What is needed: Rewrite the listing below, changing "a point for each instance" to "one point per instance" wherever it occurs and leaving everything else as it is.

### Data records ###

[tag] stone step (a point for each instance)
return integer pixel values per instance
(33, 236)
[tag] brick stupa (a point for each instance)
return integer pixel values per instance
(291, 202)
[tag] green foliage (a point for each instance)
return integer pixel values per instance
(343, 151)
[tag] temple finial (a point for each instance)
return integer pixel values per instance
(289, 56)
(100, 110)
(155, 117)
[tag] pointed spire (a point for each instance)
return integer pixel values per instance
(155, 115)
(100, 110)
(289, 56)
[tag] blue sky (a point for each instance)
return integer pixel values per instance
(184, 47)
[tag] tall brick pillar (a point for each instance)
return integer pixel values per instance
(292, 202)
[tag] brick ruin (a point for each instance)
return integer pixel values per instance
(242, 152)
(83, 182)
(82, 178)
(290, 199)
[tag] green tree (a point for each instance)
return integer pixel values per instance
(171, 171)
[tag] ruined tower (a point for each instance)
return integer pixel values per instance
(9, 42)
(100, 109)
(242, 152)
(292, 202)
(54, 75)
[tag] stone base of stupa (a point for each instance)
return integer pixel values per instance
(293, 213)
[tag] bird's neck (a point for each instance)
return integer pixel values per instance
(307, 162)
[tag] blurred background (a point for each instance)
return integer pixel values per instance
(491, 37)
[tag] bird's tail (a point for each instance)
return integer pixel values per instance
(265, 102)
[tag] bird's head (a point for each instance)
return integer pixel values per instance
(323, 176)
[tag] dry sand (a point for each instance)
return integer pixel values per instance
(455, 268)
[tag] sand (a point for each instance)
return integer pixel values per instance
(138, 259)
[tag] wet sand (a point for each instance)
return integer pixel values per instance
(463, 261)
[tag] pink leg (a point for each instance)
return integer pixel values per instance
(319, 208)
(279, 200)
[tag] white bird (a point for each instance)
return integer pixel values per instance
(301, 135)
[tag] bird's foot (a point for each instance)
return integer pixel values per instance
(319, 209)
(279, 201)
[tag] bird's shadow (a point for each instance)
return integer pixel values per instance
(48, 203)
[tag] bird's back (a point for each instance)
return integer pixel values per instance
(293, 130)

###

Output below:
[tag] stone step (one point per instance)
return integer pixel values per instance
(33, 236)
[tag] brick stupa (one point per instance)
return integer pixel values per instance
(291, 202)
[tag] green foliage (one point per instance)
return integer pixel values per instance
(343, 151)
[tag] temple finial (one point per instance)
return integer pixel values per instance
(289, 56)
(100, 110)
(155, 117)
[tag] pointed spire (one point per instance)
return integer pixel values per instance
(155, 115)
(100, 110)
(289, 56)
[tag] blue sky (one point per instance)
return integer pixel values per instance
(184, 47)
[tag] tall brick pillar (one point per instance)
return integer pixel values per instance
(292, 202)
[tag] brick ruin (one point per instance)
return integer pixel values per instance
(242, 152)
(83, 182)
(82, 178)
(290, 199)
[tag] green tree (one point per instance)
return integer pixel values per instance
(171, 171)
[tag] ruined tower (one point per instance)
return integer pixel values per instance
(9, 42)
(100, 109)
(242, 152)
(292, 202)
(54, 75)
[tag] stone base of stupa (one point per instance)
return integer pixel values per instance
(293, 213)
[tag] bird's neck (one point per instance)
return integer pixel values per instance
(307, 162)
[tag] blurred background (one point per instance)
return integer pixel values per instance
(491, 37)
[tag] bird's tail (one point per instance)
return integer pixel values per instance
(265, 102)
[tag] bird's head (one point per instance)
return integer pixel values per instance
(323, 176)
[tag] dry sand (one point per instance)
return integer pixel values per instance
(455, 268)
[tag] sand (one point per instance)
return integer pixel values per instance
(138, 259)
[tag] wet sand (one point per instance)
return integer pixel values per instance
(463, 261)
[tag] pink leg (one point per instance)
return integer pixel values per instance
(319, 208)
(279, 200)
[tag] white bird (one point per instance)
return integer pixel values per instance
(301, 135)
[tag] bird's foot (one point per instance)
return integer pixel values per instance
(319, 209)
(279, 201)
[tag] bird's shadow (one point per instance)
return integer pixel values per instance
(48, 203)
[tag] bird's back (one point per instance)
return integer pixel values per instance
(293, 130)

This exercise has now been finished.